= AIM OF THE TASK =
List every line of the items below that contains the word "container", copying each such line in full.

= INFORMATION SHOWN =
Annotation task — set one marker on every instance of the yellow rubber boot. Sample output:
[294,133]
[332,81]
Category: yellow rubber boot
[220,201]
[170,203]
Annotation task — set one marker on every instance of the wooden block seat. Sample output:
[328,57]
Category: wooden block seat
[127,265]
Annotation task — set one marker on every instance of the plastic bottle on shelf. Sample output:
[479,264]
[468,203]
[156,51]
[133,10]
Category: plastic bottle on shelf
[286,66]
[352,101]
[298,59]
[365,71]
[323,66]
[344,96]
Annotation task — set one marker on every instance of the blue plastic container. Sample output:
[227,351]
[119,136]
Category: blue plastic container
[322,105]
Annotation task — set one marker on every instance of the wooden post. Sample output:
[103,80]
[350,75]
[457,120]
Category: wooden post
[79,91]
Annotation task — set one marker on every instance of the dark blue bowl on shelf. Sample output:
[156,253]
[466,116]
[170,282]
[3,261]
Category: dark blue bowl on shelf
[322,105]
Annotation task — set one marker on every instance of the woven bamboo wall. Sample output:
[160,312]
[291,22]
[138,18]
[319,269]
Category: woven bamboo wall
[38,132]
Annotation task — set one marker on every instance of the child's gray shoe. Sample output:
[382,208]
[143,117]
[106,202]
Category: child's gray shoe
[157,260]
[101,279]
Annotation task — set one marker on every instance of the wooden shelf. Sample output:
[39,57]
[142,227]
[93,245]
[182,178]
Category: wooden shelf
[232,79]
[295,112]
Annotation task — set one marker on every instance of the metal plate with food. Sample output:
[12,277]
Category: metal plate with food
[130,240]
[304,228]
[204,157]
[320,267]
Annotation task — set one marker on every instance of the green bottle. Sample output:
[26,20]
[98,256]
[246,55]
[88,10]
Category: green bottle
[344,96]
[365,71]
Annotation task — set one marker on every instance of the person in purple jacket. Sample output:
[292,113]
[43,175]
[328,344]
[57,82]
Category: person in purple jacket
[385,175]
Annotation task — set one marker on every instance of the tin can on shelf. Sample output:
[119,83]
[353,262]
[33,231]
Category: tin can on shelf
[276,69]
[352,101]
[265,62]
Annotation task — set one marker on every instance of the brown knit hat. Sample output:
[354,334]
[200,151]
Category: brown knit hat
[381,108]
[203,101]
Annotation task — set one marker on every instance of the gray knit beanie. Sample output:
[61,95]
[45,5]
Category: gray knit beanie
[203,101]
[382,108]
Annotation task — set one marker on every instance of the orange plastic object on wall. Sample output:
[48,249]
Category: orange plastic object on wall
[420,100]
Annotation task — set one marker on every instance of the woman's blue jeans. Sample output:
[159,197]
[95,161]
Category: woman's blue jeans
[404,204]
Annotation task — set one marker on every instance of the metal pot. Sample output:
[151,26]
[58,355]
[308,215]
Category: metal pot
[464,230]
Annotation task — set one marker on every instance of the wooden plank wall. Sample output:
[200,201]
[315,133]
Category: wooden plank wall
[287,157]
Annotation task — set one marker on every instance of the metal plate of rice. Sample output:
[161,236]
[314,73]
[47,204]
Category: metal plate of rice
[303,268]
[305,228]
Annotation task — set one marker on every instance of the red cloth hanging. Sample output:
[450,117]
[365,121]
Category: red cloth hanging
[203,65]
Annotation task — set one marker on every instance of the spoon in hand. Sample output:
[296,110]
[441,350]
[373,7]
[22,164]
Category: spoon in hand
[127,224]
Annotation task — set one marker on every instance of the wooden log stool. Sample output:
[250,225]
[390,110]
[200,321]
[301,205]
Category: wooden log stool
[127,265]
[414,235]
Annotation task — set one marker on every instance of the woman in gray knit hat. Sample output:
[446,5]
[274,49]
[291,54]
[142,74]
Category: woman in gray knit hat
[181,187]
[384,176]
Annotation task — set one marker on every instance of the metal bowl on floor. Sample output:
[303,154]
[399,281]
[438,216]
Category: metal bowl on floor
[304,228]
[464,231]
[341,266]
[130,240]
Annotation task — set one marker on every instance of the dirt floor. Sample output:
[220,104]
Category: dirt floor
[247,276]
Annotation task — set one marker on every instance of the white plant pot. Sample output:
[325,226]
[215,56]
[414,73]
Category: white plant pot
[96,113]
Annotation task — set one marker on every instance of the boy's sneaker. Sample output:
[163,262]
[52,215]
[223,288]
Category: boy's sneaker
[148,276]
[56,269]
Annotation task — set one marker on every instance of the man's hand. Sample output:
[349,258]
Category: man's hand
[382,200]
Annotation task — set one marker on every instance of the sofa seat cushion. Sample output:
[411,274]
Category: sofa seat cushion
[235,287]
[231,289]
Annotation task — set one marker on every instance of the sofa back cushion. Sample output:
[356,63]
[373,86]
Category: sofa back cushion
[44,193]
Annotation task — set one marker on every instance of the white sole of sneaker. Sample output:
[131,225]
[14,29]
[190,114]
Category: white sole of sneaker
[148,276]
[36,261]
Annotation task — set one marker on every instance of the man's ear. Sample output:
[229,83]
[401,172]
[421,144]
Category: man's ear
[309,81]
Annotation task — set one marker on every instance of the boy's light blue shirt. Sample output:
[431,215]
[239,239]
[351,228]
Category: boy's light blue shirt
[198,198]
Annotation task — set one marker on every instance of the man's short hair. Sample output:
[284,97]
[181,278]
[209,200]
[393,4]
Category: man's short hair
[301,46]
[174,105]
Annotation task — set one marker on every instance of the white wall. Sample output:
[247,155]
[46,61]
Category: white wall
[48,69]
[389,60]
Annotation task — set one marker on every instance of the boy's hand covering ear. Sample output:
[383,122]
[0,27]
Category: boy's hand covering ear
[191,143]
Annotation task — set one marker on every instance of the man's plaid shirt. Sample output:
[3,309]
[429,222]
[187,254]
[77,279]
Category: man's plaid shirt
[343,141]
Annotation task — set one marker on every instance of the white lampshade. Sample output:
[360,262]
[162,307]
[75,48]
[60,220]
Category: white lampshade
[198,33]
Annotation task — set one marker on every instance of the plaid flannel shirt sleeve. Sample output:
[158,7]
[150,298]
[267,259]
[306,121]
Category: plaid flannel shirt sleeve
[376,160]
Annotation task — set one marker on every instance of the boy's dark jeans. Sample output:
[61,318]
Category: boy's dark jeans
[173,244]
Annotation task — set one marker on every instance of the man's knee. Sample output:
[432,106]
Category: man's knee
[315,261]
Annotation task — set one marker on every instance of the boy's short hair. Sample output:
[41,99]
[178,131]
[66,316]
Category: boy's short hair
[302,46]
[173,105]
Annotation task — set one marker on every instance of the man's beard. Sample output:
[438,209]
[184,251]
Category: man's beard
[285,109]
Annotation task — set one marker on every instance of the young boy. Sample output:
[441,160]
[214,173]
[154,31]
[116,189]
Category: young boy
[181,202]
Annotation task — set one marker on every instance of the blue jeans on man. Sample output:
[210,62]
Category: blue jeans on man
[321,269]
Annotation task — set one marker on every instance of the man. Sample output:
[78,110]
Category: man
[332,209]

==

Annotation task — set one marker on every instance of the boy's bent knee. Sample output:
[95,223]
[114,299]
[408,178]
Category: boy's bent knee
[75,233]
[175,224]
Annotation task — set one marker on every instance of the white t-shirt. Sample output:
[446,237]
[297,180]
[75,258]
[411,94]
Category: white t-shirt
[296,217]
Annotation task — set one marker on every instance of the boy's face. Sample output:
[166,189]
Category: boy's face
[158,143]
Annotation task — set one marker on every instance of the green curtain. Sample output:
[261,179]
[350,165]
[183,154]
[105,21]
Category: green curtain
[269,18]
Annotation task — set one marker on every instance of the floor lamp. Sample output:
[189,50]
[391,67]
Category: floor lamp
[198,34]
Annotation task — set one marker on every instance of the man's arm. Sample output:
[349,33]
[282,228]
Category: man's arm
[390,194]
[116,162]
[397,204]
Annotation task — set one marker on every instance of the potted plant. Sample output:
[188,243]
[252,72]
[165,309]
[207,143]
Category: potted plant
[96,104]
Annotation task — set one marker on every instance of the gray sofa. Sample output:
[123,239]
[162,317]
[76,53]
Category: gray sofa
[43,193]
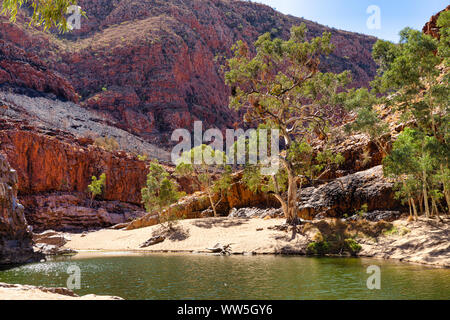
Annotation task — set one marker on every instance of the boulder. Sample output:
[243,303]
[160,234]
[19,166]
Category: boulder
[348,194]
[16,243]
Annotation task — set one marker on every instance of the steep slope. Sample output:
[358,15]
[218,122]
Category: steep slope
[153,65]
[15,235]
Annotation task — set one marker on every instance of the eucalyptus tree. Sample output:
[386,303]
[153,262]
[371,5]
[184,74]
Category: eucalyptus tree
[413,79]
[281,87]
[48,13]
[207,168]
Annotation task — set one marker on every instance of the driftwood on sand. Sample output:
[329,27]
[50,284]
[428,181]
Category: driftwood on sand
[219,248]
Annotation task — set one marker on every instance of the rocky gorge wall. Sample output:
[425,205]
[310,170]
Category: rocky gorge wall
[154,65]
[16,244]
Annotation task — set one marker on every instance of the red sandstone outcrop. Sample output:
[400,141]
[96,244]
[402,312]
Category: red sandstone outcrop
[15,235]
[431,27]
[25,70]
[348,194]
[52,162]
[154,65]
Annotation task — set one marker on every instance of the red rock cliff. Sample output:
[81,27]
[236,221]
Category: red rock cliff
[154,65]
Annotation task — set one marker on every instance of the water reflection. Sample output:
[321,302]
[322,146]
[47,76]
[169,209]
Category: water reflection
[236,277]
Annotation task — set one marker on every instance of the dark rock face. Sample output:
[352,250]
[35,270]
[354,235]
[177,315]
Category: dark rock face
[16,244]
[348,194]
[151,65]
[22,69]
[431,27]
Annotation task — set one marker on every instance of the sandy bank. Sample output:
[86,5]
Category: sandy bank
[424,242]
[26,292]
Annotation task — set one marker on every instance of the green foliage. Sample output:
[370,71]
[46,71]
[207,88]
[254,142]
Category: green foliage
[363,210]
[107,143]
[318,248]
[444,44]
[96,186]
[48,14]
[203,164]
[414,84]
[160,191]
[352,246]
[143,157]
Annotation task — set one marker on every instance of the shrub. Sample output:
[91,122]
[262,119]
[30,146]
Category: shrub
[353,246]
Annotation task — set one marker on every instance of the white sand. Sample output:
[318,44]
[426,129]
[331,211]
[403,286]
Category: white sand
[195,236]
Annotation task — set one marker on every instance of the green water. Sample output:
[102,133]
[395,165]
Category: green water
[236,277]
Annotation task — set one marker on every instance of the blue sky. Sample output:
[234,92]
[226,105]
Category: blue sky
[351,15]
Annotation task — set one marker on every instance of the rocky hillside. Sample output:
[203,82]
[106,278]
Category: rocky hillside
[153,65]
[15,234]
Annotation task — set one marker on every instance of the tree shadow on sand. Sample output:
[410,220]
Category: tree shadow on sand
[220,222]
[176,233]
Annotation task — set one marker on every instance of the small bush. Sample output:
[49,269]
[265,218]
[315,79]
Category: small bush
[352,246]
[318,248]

...

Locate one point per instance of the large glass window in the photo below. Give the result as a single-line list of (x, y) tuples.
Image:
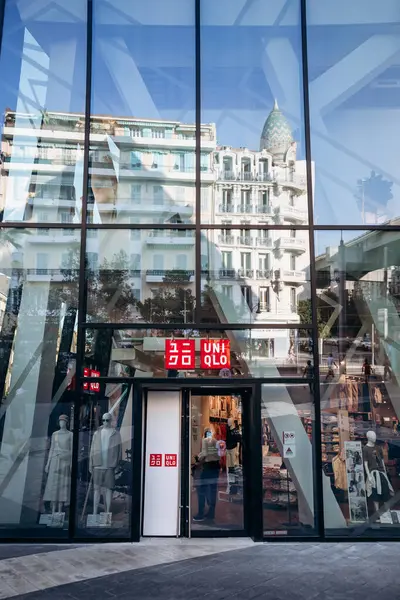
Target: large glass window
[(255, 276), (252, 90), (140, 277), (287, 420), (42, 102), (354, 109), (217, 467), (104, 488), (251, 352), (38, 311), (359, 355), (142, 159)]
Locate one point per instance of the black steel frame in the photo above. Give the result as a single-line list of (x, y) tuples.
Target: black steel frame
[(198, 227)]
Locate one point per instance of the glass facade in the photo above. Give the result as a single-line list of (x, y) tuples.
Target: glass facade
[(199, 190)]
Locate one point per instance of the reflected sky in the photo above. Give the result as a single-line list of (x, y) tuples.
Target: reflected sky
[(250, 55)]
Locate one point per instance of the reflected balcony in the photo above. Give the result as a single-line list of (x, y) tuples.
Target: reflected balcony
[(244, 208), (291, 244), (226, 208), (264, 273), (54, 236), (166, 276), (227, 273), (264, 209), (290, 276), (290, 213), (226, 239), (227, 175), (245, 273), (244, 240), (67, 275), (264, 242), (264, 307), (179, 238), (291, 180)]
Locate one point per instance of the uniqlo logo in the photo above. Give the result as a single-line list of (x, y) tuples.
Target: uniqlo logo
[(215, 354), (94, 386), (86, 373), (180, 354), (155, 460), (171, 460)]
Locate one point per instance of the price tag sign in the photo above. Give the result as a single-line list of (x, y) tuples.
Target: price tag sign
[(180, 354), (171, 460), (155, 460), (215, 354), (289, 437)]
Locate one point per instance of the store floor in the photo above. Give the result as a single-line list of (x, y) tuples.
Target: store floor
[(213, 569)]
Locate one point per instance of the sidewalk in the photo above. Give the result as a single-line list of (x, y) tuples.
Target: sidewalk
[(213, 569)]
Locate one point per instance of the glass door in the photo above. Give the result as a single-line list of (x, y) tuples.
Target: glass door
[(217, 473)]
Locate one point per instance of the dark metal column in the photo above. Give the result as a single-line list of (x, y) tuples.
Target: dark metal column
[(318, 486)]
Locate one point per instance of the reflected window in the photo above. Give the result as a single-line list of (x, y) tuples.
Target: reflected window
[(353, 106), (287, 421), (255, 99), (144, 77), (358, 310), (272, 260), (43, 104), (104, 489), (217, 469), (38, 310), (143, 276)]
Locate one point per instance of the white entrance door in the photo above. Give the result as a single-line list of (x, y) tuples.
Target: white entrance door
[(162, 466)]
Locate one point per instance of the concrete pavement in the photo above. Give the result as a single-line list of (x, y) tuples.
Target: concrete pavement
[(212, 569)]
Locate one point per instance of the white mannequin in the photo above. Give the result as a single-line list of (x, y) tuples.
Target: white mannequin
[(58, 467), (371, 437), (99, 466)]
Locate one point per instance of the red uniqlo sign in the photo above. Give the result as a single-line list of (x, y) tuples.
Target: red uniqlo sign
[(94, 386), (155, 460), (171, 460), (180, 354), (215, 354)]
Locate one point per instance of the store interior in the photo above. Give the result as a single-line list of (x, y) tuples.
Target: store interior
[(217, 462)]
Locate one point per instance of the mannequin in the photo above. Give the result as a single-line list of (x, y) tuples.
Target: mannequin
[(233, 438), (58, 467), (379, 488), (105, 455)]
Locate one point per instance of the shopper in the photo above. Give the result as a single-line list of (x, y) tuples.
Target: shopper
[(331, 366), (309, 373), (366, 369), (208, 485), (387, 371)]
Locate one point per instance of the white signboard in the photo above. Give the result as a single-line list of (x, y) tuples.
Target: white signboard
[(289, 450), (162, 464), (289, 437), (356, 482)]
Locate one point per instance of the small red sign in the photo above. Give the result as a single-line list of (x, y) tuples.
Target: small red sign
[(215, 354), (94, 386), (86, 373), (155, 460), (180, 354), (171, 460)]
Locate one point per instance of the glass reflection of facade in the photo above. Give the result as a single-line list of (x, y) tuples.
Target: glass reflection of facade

= EXERCISE ANSWER =
Annotation task — set one marker on every instance of the blue plastic container. Sample output:
Category: blue plastic container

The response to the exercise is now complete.